**REQUEST:**
Reproduce all of the rows below verbatim, omitting the pictures from your output.
--- DATA SUPPLIED ---
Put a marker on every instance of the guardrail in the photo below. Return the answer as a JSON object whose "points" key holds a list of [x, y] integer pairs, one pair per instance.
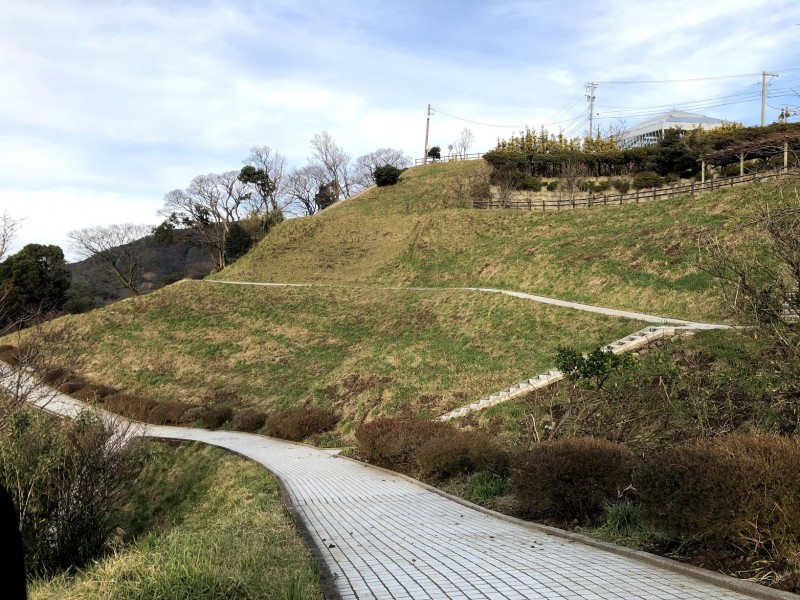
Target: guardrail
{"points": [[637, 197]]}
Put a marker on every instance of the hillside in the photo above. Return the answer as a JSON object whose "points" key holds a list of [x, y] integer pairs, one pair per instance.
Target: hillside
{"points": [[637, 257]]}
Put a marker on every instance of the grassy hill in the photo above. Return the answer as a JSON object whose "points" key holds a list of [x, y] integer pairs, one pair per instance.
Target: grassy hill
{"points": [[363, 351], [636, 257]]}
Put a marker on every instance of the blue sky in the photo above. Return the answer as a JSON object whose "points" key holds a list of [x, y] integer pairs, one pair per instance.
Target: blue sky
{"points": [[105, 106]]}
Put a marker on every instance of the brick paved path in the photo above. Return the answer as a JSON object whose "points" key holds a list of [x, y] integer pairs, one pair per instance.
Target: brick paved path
---
**REPLY TO THE TASK:**
Put a marker on every instance of the guardrail in the photo below. Return the answer as a JSON object whose "points" key holds a list of [x, y] integer pairs, one pair per instance.
Target: guardrail
{"points": [[637, 197]]}
Put a marker on every instance of the hillside in the photo above. Return the answer as a JSON object whose "points" key holds a list of [x, y] integer pairs, one pair per instance.
Target: hillside
{"points": [[637, 257]]}
Put a marker on every instance of the grassy hill in the photo above. Return the answer as a JSON object whose "points" key holds a list of [x, y] integer pairs, one pair per instance.
Target: grassy hill
{"points": [[363, 351], [636, 257]]}
Put a marker on every instance of the blue sky in the photo above. Return the answer as a JSON object whose "points" key holds a list of [x, y] integer pairs, one pair per instance.
Target: blue sky
{"points": [[105, 106]]}
Put a marker on every instance of the brick paved path in the photo above. Return the answer as a JSON object whose "points" key holds a list of [x, y] integer pairs, one pair per instance.
Target: brick paved path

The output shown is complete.